Direction:
Could you copy the lines of the entries below verbatim, from the line containing "Please indicate the distant" through the last line of the entries?

(Location identification entries)
⁂

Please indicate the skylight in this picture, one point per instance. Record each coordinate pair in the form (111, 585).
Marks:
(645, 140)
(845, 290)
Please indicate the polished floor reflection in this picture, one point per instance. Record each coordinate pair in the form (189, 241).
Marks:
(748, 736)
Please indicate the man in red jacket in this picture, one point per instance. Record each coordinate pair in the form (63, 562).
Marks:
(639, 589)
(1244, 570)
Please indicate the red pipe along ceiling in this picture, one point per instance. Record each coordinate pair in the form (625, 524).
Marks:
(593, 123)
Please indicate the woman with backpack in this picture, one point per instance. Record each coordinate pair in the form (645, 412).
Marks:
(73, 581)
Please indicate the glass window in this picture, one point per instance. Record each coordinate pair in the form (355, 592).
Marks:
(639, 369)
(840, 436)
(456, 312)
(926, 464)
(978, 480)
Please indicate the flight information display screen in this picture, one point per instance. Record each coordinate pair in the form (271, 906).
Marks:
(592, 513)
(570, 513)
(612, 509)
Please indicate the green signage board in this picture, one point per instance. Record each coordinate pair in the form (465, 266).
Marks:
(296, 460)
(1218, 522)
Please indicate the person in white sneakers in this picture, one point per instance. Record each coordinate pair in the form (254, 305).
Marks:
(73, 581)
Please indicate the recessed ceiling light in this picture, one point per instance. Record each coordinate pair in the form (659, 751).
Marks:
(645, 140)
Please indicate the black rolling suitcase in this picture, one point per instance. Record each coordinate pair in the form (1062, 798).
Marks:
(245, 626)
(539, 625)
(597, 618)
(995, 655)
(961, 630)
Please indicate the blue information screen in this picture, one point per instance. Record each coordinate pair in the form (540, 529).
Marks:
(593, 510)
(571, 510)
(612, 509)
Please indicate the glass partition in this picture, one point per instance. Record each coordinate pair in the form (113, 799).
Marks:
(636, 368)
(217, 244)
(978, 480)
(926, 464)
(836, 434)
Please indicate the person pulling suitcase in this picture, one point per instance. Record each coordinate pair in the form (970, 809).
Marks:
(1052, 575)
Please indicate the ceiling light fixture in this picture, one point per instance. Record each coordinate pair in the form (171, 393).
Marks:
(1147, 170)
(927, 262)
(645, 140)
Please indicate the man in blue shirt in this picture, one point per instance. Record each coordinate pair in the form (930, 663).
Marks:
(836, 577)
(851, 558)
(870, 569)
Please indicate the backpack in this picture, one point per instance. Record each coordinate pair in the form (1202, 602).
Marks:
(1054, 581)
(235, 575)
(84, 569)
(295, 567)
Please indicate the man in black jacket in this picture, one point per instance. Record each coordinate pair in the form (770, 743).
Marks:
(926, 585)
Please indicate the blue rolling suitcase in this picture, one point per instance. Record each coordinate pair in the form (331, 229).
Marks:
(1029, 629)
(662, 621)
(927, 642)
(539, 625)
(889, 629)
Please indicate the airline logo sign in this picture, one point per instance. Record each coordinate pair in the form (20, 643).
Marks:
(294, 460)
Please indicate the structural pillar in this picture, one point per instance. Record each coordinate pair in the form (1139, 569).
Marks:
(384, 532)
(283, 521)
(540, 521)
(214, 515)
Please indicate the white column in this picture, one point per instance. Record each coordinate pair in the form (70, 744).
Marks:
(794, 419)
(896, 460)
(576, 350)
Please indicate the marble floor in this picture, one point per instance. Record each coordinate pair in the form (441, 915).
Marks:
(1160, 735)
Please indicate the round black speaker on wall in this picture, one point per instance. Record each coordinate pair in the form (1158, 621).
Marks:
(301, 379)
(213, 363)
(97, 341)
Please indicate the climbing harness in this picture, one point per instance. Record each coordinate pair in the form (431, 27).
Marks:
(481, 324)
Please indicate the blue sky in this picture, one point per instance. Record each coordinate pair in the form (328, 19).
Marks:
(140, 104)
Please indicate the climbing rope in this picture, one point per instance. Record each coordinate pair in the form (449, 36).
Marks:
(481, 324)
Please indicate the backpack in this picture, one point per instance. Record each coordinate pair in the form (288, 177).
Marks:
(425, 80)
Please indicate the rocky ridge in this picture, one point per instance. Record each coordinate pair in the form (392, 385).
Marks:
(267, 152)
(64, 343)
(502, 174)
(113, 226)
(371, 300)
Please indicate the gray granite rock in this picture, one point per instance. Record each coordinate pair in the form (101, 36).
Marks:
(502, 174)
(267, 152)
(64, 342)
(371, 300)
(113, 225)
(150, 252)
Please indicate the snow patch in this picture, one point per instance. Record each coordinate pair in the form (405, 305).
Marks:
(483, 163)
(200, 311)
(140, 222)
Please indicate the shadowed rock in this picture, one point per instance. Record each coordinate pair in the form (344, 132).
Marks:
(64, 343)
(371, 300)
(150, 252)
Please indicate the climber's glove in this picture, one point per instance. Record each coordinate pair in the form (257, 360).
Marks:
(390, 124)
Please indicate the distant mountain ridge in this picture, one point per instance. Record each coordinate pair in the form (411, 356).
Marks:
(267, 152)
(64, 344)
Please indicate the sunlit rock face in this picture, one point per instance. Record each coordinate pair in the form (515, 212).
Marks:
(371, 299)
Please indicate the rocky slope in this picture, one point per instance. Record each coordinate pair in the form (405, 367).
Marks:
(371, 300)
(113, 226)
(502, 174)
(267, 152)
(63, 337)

⁂

Exercise solution:
Please indicate the distant mountain ridge in this picture, one point per instance. Record each coordinate pair in the form (411, 356).
Marks:
(267, 152)
(64, 344)
Please indicate the sunlit rock face in this picture, one point per instance. Record each coordinate pair in the form (515, 212).
Marks:
(371, 299)
Please indicate the rocky slope in this picture, one point per instance. Record each coordinate pair in the form (405, 367).
Marks:
(371, 300)
(113, 226)
(502, 174)
(267, 152)
(63, 337)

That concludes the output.